>> begin SOURCE RECORDS
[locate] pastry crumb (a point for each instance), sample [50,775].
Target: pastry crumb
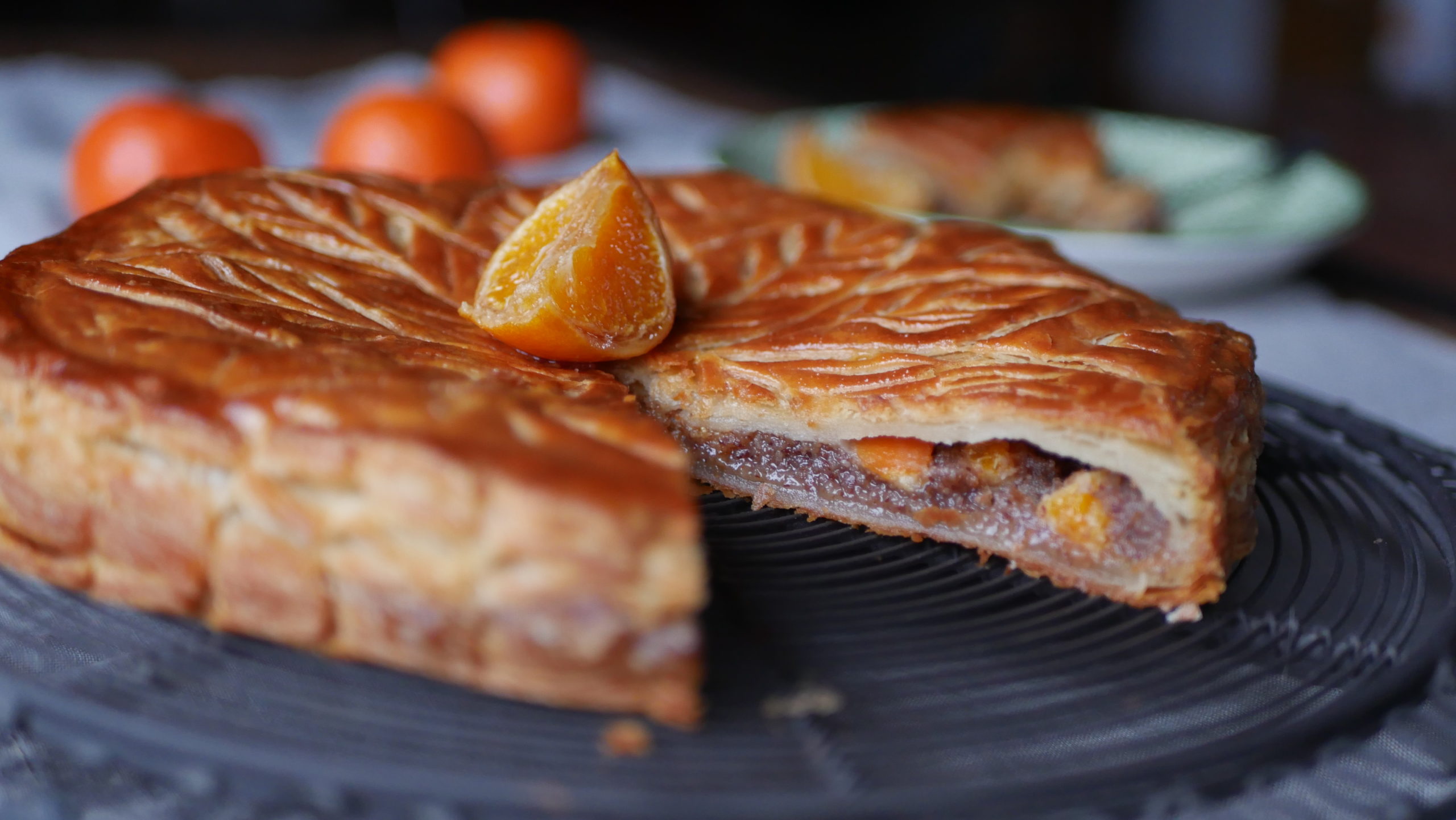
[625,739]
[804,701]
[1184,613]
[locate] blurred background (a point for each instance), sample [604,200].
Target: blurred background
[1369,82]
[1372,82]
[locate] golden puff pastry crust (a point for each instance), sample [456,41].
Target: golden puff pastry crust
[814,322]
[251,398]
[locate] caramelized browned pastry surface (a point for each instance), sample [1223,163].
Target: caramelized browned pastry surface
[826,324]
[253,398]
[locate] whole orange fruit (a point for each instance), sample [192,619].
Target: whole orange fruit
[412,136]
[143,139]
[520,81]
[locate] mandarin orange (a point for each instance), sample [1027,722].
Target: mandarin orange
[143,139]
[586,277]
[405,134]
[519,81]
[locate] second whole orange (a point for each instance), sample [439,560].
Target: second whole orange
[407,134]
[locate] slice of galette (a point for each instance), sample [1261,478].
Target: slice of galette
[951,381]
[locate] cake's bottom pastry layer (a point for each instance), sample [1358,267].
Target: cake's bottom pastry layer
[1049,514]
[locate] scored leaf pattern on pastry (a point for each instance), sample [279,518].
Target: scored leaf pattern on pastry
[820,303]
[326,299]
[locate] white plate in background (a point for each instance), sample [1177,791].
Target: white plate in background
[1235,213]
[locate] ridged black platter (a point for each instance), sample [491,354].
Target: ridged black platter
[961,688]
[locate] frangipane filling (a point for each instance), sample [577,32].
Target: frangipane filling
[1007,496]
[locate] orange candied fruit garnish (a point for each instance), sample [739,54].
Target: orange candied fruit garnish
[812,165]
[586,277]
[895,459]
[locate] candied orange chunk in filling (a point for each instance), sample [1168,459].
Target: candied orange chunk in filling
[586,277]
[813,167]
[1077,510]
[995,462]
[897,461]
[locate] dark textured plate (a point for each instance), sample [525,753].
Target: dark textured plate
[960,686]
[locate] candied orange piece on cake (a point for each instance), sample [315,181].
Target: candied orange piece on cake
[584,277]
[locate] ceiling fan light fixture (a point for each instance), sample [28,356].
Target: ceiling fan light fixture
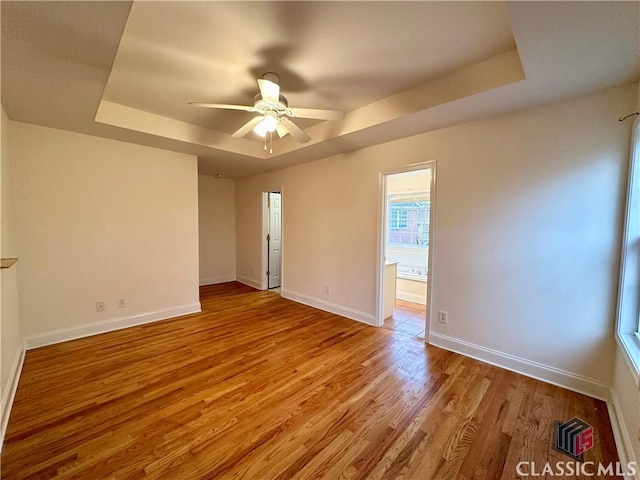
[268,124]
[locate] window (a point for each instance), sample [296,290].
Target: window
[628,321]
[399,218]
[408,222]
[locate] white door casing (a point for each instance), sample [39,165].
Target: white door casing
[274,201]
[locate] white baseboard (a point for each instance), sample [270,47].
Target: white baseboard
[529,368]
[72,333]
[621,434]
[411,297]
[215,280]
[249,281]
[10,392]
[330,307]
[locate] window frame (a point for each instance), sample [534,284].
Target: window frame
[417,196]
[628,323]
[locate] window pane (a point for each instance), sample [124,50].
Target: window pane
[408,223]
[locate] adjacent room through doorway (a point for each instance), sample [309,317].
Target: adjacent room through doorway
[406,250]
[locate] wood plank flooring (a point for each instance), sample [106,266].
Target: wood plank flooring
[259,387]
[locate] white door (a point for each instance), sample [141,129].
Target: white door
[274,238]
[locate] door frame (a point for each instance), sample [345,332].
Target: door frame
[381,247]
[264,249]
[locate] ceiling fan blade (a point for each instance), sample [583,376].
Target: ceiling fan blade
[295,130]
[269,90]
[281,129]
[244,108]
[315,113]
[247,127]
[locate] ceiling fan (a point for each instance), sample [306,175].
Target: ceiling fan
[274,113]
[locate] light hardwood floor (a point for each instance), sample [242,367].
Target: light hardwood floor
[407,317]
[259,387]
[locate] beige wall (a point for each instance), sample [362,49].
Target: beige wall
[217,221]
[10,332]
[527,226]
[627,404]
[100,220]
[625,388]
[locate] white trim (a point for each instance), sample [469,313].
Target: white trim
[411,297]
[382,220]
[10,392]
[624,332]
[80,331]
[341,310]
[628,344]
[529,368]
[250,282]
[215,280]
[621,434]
>> end SOURCE RECORDS
EXERCISE DESCRIPTION
Can you render each line of the listing above as a JSON list of strings, one string per line, with blank lines dropped and the pictures left out?

CORRECT RESPONSE
[
  "[locate] pastry crumb (a point for each instance), sample [50,775].",
  "Target: pastry crumb",
  "[625,739]",
  "[804,701]",
  "[1184,613]",
  "[locate] blurred background (a point for each instance), sample [604,200].",
  "Target: blurred background",
  "[1369,82]",
  "[1372,82]",
  "[locate] golden puff pastry crust (a point for each instance), sample [456,41].",
  "Target: golden puff pastry crust",
  "[814,322]",
  "[251,398]",
  "[locate] caramelized browned pastry surface (a point for each instance), sample [1223,163].",
  "Target: caramelized browned pastry surface",
  "[826,324]",
  "[253,398]",
  "[locate] whole orange fruit (a point for each instance), sample [192,619].",
  "Target: whole orange fruit",
  "[412,136]",
  "[143,139]",
  "[520,81]",
  "[locate] mandarin orange (a point for each instance), sample [1027,722].",
  "Target: mandarin orange",
  "[143,139]",
  "[586,277]",
  "[405,134]",
  "[519,81]",
  "[locate] second whole orange (a point for each instance), sample [439,560].",
  "Target: second whole orange",
  "[407,134]",
  "[locate] slice of galette (a point for each instance), sample [1261,478].",
  "Target: slice of galette",
  "[951,381]",
  "[locate] cake's bottom pastry layer (a point for each instance), sample [1358,267].",
  "Target: cake's bottom pastry layer",
  "[1049,514]",
  "[locate] scored leaf pattern on pastry (a point for each instance), sample [279,518].",
  "Target: scored leaf pattern on pastry",
  "[820,303]",
  "[326,299]",
  "[locate] white plate in background (a point for each instance), sample [1177,791].",
  "Target: white plate in background",
  "[1235,213]",
  "[locate] ridged black platter (a point for each instance), sample [491,354].",
  "Target: ridged black platter",
  "[961,688]",
  "[locate] frangipane filling (a point for each instance), sample [577,32].",
  "Target: frangipane filling",
  "[1007,496]",
  "[locate] orange candied fruit garnish (a point for each instance), sample [739,54].",
  "Target: orange candied fruit garnish",
  "[812,165]",
  "[586,277]",
  "[895,459]",
  "[locate] candied orange chunk in filling (a point for each instance), sample [1168,459].",
  "Target: candied orange chunk in filling",
  "[586,277]",
  "[813,167]",
  "[1077,510]",
  "[995,462]",
  "[897,461]",
  "[locate] dark textured plate (a point for each instance), sample [525,753].",
  "Target: dark textured plate",
  "[960,686]",
  "[locate] candied orange piece on cake (a point for each instance), sample [315,181].",
  "Target: candied orange piece on cake",
  "[584,277]",
  "[locate] ceiling fan light fixture (a point for each instance), sample [28,356].",
  "Target: ceiling fan light fixture",
  "[268,124]",
  "[locate] window (a point for each instance), sample [296,290].",
  "Target: window",
  "[628,321]",
  "[399,218]",
  "[408,222]",
  "[locate] white door casing (a point for each instance), sample [39,165].",
  "Target: white door casing",
  "[274,201]",
  "[locate] white baseboard (a point for each instance), sample [270,47].",
  "Target: white baseboard",
  "[529,368]",
  "[72,333]",
  "[621,434]",
  "[411,297]",
  "[215,280]",
  "[249,281]",
  "[10,392]",
  "[330,307]",
  "[locate] window frame (a point for each instance), sample [534,284].",
  "Target: window frame",
  "[417,196]",
  "[628,323]",
  "[locate] window pane (a point for each instance), sample [124,50].",
  "Target: window pane",
  "[408,223]",
  "[locate] adjacent room through doorway (a point for each instance), sample [309,317].",
  "Target: adjacent room through doorway",
  "[406,250]",
  "[locate] wood plank flooring (a point for each instance), sample [106,266].",
  "Target: wood plank flooring",
  "[259,387]",
  "[locate] white door (a point for each instance), sample [141,129].",
  "Target: white door",
  "[274,238]",
  "[locate] door frame (a point for each instance), sample [345,332].",
  "Target: door frame",
  "[381,247]",
  "[264,249]",
  "[locate] ceiling fan blade (a point for each instance), sample [583,376].",
  "Target: ceiling fan blade",
  "[295,130]",
  "[269,90]",
  "[281,129]",
  "[244,108]",
  "[315,113]",
  "[247,127]",
  "[locate] ceiling fan (a point for each instance), sample [306,175].",
  "Target: ceiling fan",
  "[274,113]",
  "[locate] light hardwood floor (a point for each instance), sample [242,367].",
  "Target: light hardwood floor",
  "[407,317]",
  "[259,387]",
  "[locate] beige wall (a point for each instance), sample [362,49].",
  "Target: beige wall",
  "[217,221]",
  "[10,332]",
  "[527,226]",
  "[627,404]",
  "[100,220]",
  "[625,388]",
  "[locate] white trim (a point for each instance), sample [469,313].",
  "Target: white trim",
  "[411,297]",
  "[382,220]",
  "[10,392]",
  "[624,332]",
  "[80,331]",
  "[341,310]",
  "[628,344]",
  "[529,368]",
  "[250,282]",
  "[215,280]",
  "[621,434]"
]